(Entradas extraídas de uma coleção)

^^^^^^^^

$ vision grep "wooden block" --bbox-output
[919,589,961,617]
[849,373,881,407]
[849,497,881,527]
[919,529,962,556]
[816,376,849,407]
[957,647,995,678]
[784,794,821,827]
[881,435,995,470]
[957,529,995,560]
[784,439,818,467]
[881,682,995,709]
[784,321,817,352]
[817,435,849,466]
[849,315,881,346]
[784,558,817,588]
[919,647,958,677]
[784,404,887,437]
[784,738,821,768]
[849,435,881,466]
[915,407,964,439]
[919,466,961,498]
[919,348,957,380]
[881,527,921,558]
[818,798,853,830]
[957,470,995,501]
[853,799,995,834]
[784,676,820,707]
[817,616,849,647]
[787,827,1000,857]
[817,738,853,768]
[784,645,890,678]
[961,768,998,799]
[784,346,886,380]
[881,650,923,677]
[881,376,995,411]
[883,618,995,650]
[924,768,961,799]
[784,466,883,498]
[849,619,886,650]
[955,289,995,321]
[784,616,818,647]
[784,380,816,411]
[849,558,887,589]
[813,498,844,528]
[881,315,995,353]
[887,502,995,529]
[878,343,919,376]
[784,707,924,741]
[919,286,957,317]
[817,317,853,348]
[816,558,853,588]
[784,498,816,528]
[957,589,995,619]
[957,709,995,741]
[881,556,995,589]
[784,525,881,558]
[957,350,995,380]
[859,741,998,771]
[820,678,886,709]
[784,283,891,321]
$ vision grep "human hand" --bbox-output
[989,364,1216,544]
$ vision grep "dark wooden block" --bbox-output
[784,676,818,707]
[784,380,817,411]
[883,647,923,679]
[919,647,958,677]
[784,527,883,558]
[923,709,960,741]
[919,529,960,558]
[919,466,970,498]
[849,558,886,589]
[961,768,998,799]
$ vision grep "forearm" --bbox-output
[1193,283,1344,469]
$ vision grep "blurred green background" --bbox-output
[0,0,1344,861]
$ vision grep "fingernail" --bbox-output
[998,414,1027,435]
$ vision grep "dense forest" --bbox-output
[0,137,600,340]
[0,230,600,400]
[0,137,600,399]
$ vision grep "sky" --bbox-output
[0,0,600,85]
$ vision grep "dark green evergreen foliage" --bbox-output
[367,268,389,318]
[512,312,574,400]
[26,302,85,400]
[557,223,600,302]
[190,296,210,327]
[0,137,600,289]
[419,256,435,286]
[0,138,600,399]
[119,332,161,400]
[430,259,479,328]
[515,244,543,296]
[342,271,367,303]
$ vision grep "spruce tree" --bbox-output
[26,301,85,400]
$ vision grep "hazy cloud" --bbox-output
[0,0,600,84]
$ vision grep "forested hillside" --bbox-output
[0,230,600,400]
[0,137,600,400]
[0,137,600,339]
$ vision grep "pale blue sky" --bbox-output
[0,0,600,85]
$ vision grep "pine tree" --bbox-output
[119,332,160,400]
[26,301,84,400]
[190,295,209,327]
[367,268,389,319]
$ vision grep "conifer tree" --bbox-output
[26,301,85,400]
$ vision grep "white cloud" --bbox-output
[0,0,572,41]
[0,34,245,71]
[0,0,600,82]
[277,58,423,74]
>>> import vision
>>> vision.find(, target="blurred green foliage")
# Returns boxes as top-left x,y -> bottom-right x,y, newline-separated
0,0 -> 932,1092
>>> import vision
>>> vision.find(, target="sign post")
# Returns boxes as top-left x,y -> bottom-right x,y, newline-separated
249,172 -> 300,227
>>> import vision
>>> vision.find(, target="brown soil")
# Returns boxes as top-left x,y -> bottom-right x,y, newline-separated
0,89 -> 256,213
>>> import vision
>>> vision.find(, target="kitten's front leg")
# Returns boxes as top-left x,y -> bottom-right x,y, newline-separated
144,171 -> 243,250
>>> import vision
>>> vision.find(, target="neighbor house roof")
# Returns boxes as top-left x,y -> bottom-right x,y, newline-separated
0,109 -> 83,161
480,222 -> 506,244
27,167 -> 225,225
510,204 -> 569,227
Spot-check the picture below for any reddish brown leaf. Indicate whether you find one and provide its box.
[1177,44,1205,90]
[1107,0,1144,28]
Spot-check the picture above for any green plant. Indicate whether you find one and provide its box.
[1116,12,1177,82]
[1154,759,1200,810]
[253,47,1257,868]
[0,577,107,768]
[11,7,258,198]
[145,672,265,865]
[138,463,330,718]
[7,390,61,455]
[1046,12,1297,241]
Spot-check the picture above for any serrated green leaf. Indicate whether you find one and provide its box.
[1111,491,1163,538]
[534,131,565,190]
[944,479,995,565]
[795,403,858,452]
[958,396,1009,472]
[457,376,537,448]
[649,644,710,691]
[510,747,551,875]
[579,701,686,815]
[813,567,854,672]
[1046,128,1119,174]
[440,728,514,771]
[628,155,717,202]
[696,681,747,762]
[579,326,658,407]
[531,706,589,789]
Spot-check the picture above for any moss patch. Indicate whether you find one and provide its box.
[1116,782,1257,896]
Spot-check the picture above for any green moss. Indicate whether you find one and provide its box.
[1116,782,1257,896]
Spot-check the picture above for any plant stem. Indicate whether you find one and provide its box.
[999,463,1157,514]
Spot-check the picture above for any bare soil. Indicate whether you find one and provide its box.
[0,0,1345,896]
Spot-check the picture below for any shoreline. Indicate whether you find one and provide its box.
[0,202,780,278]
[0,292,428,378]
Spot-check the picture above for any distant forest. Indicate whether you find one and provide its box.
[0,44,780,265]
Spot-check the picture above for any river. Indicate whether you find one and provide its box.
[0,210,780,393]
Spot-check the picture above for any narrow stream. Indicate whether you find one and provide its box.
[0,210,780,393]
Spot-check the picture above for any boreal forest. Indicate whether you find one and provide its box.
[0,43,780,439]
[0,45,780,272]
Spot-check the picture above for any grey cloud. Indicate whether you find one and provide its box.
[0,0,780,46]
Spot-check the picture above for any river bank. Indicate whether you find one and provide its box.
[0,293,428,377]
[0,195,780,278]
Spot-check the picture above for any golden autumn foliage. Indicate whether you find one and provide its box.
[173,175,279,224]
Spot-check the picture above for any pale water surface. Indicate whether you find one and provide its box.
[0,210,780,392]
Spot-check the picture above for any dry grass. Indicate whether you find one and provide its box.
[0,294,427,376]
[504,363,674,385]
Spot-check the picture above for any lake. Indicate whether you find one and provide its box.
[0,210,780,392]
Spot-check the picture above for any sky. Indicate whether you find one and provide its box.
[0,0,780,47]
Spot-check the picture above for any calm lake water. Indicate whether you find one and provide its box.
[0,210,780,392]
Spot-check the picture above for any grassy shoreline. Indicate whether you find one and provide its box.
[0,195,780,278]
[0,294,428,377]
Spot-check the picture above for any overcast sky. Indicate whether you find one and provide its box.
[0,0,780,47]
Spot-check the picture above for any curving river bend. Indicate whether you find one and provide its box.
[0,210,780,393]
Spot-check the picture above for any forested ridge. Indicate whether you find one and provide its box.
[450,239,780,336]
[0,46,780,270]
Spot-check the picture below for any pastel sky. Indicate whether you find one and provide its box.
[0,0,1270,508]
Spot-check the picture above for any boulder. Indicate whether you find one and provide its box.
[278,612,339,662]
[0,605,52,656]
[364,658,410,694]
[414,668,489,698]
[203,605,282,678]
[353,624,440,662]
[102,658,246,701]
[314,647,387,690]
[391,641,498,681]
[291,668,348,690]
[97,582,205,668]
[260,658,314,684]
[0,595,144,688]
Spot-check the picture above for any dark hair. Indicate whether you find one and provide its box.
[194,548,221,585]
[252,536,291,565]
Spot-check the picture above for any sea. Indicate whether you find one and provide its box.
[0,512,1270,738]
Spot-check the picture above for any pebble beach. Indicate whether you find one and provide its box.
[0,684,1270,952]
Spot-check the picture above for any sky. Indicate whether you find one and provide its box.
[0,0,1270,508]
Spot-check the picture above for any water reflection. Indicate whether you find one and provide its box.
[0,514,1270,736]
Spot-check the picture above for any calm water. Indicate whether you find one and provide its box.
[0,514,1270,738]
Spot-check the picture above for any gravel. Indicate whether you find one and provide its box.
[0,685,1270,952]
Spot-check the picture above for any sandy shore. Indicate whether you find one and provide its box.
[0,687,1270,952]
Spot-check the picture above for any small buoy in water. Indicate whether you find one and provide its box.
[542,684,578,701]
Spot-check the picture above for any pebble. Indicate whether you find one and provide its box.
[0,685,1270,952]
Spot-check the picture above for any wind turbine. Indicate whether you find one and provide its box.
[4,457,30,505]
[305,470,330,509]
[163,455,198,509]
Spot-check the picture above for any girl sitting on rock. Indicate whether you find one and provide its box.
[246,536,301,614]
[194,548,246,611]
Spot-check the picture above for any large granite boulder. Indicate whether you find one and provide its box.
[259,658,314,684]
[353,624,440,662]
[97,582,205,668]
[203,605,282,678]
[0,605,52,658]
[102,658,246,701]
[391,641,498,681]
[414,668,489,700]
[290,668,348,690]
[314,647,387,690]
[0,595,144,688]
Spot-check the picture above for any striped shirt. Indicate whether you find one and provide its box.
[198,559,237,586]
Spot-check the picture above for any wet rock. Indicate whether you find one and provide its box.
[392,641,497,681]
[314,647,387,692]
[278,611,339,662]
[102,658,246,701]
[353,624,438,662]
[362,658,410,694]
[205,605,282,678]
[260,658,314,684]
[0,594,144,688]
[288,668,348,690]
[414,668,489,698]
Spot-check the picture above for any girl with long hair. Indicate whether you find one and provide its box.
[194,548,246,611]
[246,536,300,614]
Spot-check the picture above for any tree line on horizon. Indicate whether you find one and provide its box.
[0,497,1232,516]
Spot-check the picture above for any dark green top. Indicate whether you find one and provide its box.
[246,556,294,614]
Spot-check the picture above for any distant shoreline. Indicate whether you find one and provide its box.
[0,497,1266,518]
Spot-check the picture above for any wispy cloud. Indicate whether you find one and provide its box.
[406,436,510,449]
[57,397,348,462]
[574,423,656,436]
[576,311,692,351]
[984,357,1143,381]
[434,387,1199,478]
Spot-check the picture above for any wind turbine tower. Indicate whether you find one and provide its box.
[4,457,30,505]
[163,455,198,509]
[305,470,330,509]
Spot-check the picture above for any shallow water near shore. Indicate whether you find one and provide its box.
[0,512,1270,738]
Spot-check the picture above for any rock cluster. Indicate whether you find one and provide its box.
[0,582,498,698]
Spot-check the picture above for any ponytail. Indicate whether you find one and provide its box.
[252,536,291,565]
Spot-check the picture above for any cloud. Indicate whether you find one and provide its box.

^^^^^^^^

### EXERCÍCIO PROPOSTO
Reproduza sem alterações as linhas das entradas acima, começando pela linha que contém "Spot-check the picture above for any gravel." e seguindo até a linha que contém "[246,536,300,614]", incluindo as duas.

### RESPOSTA DA TAREFA
Spot-check the picture above for any gravel. Indicate whether you find one and provide its box.
[0,685,1270,952]
Spot-check the picture above for any sandy shore. Indicate whether you find one and provide its box.
[0,687,1270,952]
Spot-check the picture above for any small buoy in water. Indicate whether you find one and provide its box.
[542,684,578,701]
Spot-check the picture above for any pebble. Indicate whether you find one and provide its box.
[0,685,1270,952]
Spot-check the picture above for any wind turbine. Indicate whether you find one and provide its box.
[4,457,30,505]
[305,470,330,509]
[163,455,198,509]
Spot-check the picture above for any girl sitting on rock. Indicate whether you find one and provide its box.
[246,536,301,614]
[194,548,246,611]
Spot-check the picture above for any large granite boulder. Indicate whether you find one and provide its box.
[259,658,314,684]
[353,624,440,662]
[97,582,205,668]
[203,605,282,678]
[0,605,52,658]
[102,658,246,701]
[391,641,498,681]
[414,668,489,700]
[290,668,348,690]
[314,647,387,690]
[0,595,144,688]
Spot-check the picture above for any striped shirt. Indicate whether you find one and provide its box.
[198,559,237,586]
Spot-check the picture above for any wet rock. Indicate whether you find one and provide its box.
[392,641,497,681]
[314,647,387,692]
[278,611,339,662]
[102,658,246,701]
[353,624,438,662]
[362,658,410,694]
[205,605,282,678]
[260,658,314,684]
[0,594,144,688]
[288,668,348,690]
[414,668,489,698]
Spot-check the picture above for any girl with long hair. Indicate whether you find one and provide its box.
[194,548,246,611]
[246,536,300,614]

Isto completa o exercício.